━━━ Raw data ━━━

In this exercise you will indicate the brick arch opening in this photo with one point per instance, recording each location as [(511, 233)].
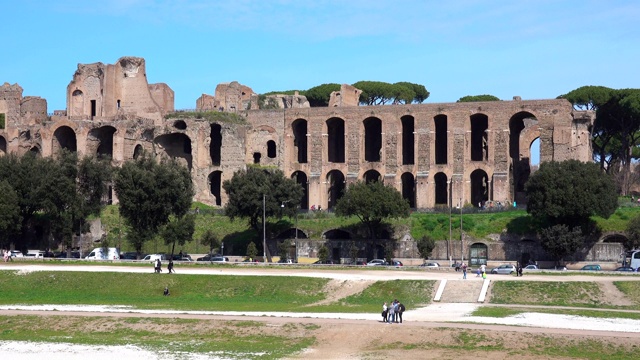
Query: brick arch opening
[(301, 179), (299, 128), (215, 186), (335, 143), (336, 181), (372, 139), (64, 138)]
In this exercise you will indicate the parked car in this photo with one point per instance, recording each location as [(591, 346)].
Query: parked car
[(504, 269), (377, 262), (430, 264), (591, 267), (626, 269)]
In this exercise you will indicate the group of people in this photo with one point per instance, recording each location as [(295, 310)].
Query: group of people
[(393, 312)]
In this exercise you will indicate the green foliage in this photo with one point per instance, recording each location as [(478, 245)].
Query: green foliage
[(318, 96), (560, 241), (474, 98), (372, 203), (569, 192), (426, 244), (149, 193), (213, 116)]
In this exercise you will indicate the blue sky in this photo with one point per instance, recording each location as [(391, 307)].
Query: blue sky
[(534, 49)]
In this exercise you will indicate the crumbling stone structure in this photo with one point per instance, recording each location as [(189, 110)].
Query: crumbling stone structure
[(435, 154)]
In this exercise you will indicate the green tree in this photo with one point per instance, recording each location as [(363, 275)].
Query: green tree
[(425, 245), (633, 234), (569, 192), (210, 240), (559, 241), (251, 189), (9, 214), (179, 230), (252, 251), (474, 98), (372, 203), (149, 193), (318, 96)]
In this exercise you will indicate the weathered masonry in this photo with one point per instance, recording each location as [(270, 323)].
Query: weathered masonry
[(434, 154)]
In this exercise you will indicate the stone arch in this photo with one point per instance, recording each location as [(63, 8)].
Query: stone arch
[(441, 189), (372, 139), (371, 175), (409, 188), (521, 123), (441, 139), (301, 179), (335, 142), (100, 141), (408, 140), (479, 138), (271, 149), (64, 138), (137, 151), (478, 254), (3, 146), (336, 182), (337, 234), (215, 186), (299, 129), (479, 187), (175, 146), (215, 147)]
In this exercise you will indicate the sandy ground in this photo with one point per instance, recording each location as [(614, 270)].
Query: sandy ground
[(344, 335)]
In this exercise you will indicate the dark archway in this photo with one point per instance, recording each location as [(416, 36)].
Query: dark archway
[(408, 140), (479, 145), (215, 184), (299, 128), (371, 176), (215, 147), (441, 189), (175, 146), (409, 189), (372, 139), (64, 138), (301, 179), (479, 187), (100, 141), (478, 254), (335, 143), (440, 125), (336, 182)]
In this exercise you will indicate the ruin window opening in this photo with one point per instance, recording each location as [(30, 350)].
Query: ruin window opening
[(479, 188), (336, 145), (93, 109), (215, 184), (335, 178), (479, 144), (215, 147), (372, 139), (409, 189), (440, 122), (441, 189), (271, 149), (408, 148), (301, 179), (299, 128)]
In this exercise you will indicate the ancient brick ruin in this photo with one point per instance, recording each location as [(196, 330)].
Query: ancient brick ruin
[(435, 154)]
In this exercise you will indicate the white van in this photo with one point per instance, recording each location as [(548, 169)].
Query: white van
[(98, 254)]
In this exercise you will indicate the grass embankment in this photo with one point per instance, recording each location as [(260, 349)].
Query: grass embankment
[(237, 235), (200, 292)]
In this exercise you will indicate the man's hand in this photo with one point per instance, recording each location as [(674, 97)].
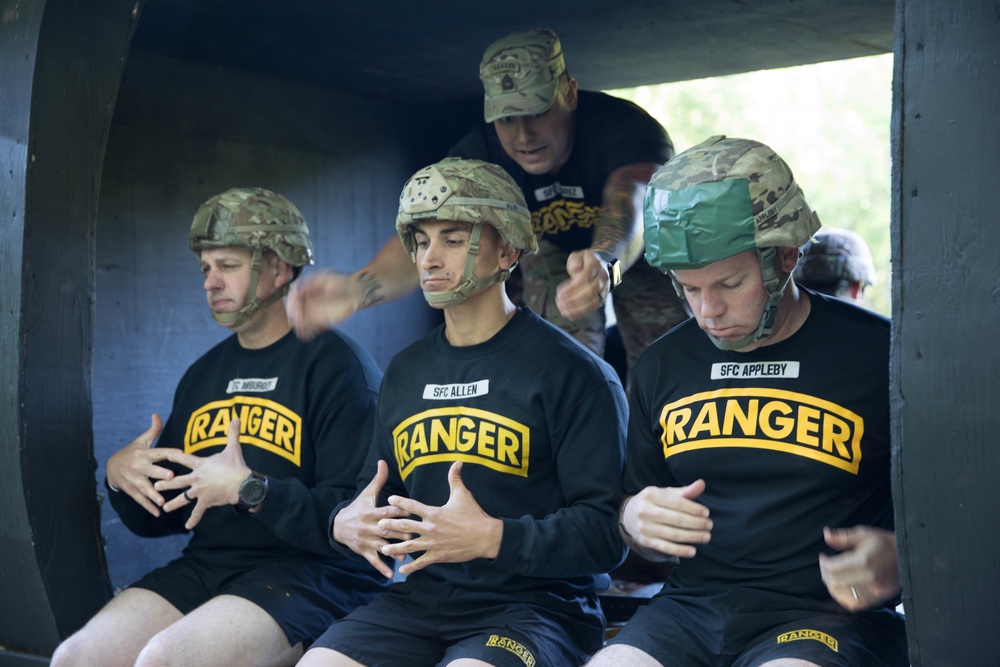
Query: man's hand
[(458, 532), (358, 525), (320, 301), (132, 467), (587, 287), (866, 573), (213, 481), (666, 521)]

━━━
━━━ Raw data ━━━

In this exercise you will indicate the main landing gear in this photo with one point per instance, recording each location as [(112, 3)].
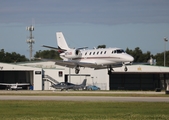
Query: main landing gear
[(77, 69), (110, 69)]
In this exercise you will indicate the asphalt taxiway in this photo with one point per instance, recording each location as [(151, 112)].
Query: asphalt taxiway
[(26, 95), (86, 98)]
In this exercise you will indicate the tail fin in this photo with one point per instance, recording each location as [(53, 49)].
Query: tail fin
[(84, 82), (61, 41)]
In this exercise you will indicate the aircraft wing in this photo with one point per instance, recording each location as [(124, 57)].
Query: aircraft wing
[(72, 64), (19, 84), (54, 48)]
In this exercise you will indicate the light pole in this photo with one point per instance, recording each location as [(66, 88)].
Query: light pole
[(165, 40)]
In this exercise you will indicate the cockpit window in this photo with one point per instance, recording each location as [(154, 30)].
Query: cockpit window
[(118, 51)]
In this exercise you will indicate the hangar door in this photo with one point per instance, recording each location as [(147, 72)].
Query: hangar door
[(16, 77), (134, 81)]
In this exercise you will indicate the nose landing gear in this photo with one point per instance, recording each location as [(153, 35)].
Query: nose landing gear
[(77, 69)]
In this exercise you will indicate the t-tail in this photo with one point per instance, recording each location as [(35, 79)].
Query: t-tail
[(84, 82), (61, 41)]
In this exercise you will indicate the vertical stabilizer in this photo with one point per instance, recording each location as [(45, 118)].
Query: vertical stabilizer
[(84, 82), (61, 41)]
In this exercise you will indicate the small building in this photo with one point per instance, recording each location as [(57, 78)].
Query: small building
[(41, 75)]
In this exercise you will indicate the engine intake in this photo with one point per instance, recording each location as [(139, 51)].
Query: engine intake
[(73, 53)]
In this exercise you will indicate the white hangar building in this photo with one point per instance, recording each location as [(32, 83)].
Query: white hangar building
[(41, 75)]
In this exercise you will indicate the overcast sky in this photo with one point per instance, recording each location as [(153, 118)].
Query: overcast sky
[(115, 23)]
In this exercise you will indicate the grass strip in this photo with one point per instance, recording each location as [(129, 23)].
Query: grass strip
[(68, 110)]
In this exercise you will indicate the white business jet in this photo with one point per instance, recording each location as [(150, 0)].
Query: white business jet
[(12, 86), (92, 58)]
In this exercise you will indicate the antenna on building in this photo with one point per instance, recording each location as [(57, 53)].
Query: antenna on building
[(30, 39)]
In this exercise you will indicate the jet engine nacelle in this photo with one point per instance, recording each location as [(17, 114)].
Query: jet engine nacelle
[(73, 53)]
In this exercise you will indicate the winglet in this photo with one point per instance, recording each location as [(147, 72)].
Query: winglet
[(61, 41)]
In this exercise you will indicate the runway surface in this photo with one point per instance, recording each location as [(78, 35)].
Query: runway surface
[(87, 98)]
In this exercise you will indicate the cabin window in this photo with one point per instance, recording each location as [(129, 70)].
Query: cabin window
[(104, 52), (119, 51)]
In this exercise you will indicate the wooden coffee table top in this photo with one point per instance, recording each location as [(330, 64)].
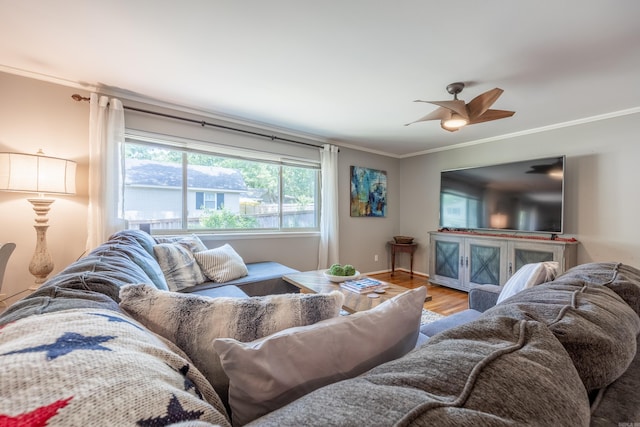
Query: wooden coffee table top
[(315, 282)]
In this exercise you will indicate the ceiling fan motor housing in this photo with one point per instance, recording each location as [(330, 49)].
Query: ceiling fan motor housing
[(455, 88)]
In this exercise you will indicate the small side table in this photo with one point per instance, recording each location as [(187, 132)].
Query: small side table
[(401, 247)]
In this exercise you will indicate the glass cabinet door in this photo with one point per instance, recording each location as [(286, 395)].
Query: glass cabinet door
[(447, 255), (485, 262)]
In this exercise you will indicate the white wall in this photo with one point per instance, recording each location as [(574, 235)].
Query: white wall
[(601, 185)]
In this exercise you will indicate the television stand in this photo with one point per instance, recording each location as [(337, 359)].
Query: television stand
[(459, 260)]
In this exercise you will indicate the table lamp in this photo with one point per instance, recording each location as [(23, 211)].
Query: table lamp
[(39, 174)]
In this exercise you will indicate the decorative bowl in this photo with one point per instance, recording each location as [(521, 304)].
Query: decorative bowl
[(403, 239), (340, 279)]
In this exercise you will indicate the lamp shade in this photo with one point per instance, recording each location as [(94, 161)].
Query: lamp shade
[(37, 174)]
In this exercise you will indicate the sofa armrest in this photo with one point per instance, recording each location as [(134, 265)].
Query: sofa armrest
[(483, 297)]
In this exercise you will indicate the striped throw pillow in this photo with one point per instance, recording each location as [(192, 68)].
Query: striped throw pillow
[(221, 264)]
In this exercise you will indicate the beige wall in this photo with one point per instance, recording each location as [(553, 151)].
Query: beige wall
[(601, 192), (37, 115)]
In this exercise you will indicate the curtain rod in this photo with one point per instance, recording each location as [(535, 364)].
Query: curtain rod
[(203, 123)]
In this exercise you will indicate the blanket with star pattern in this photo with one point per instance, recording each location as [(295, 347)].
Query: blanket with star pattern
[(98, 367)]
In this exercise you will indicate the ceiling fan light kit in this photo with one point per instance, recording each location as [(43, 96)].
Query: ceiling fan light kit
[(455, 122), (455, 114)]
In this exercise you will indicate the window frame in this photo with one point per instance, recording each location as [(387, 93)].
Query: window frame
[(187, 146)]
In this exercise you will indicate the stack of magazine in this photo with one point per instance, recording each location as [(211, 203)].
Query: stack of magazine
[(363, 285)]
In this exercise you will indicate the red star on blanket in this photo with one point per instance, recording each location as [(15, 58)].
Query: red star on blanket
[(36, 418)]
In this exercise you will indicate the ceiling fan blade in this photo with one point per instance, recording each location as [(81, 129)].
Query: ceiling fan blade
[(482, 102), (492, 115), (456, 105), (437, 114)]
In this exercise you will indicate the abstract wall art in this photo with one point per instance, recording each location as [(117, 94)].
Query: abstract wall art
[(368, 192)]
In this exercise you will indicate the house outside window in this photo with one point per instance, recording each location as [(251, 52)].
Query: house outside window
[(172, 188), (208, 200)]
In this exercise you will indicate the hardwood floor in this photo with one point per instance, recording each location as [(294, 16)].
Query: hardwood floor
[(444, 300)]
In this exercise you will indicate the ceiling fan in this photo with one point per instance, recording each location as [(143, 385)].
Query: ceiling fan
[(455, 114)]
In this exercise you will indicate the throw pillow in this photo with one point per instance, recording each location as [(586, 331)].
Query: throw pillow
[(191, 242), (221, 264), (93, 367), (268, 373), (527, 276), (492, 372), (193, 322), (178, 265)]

━━━

The exercise:
Convert the material from the line with "In this exercise you will indicate the brick" to the line with "[(534, 49)]", both included, into a Markdown table with the columns Row and Line. Give each line its own numbered row, and leave out blank lines and pictures.

Solution to this exercise:
| Row | Line |
|---|---|
| 1 | In this exercise you will indicate the brick arch opening in this photo with one point per instance, recording each location as [(511, 233)]. |
| 2 | Query: brick arch opening |
| 3 | [(301, 179), (299, 128), (215, 186), (335, 143), (336, 181), (372, 139), (64, 138)] |
| 4 | In this exercise you will indicate the parked car in this photo with one point per instance, recording each location as [(591, 346)]. |
| 5 | Query: parked car |
| 6 | [(504, 269), (377, 262), (430, 264), (591, 267), (626, 269)] |
| 7 | In this exercise you will indicate the group of people in this photo with one point per instance, recording each location as [(295, 310)]. |
| 8 | Query: group of people |
| 9 | [(393, 312)] |
| 10 | In this exercise you will indicate the green foliage in this photo with one point per instance, recording each location as [(478, 245)]. |
| 11 | Query: green foliage |
| 12 | [(318, 96), (560, 241), (474, 98), (372, 203), (569, 192), (426, 244), (149, 193), (213, 116)] |
| 13 | In this exercise you will indicate the blue sky in this photo with one point per instance, recording each location as [(391, 307)]. |
| 14 | Query: blue sky |
| 15 | [(534, 49)] |